Required work - Please restate word for word the lines of the entries below from the one with "Task: list a point for each instance of the person" to the one with "stone railing, one", inclusive, and leave out every picture.

*** Block opens ***

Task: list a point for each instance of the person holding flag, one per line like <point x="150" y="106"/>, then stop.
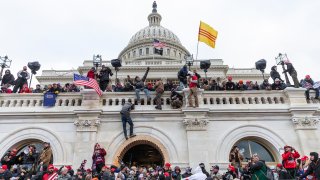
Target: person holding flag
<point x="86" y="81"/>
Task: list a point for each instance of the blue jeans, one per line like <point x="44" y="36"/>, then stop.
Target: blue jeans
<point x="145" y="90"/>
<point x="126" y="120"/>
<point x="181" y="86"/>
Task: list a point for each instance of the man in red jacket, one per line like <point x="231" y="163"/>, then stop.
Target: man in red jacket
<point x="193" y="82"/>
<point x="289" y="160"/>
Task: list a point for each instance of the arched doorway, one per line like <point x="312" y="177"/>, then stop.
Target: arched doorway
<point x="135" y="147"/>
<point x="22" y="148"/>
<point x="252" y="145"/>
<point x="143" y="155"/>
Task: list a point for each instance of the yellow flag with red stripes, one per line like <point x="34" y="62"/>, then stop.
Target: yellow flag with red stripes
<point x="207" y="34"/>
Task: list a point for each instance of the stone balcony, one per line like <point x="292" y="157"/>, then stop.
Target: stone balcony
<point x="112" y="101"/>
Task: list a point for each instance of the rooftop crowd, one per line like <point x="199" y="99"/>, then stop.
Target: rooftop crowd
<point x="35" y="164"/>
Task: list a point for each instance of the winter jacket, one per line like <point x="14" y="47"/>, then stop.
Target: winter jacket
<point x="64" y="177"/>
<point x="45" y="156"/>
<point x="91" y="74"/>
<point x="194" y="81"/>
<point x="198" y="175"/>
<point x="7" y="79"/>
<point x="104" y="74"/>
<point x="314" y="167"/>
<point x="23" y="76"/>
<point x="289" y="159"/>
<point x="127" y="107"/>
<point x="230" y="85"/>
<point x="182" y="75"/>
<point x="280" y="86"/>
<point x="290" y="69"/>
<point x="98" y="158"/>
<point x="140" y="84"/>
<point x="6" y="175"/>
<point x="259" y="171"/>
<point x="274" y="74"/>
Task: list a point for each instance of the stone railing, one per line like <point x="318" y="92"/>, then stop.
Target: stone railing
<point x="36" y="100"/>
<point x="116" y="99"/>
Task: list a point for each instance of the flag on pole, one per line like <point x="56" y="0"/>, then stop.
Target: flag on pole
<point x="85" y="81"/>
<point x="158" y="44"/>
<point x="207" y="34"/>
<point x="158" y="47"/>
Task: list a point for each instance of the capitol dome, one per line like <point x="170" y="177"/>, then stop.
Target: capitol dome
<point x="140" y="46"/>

*** Block closes ***
*** Block opens ***

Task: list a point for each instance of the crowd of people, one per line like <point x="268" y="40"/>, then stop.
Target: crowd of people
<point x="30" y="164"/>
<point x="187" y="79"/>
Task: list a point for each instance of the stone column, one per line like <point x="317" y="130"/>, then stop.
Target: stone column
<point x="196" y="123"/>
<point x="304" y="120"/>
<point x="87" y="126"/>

*** Block closes ***

Response box -
Task: list a point for each instance of the person holding flag, one per line like <point x="150" y="106"/>, then stop.
Target: person holding flag
<point x="86" y="81"/>
Task: list a point for each instance of the blue jeans, one per line like <point x="44" y="36"/>, then stop.
Target: blue jeans
<point x="145" y="90"/>
<point x="126" y="120"/>
<point x="181" y="86"/>
Task: list a point for each instance of the man in red jacket, one per line like <point x="231" y="163"/>, then stop.
Target: man in red jacket
<point x="193" y="82"/>
<point x="289" y="160"/>
Task: list a point for each instance of the arched doorway, one per line like <point x="312" y="177"/>, then stop.
Target: arched doorway
<point x="135" y="147"/>
<point x="22" y="148"/>
<point x="252" y="145"/>
<point x="143" y="155"/>
Task: list a point for each instance of the yellow flag with red stripes, one per line like <point x="34" y="62"/>, then stop.
Target: yellow flag with red stripes
<point x="207" y="34"/>
Task: list a point for each instance of the stone balcony, one per line like <point x="292" y="157"/>, then stop.
Target: stone balcony
<point x="112" y="101"/>
Task: list a point for each instance of the rooftop crowd, one per line like <point x="199" y="99"/>, then stop.
Target: rooftop crowd
<point x="35" y="164"/>
Task: list a point for each instance of the winter jacket, one per line like <point x="14" y="47"/>, then stop.
Target: winter jacket
<point x="64" y="177"/>
<point x="45" y="156"/>
<point x="91" y="74"/>
<point x="194" y="81"/>
<point x="198" y="175"/>
<point x="7" y="79"/>
<point x="104" y="74"/>
<point x="314" y="167"/>
<point x="23" y="76"/>
<point x="289" y="159"/>
<point x="127" y="107"/>
<point x="230" y="85"/>
<point x="182" y="75"/>
<point x="280" y="86"/>
<point x="290" y="69"/>
<point x="98" y="158"/>
<point x="140" y="84"/>
<point x="6" y="175"/>
<point x="259" y="171"/>
<point x="274" y="74"/>
Task: list a point for each instance of the stone railing, one per line like <point x="318" y="92"/>, then stop.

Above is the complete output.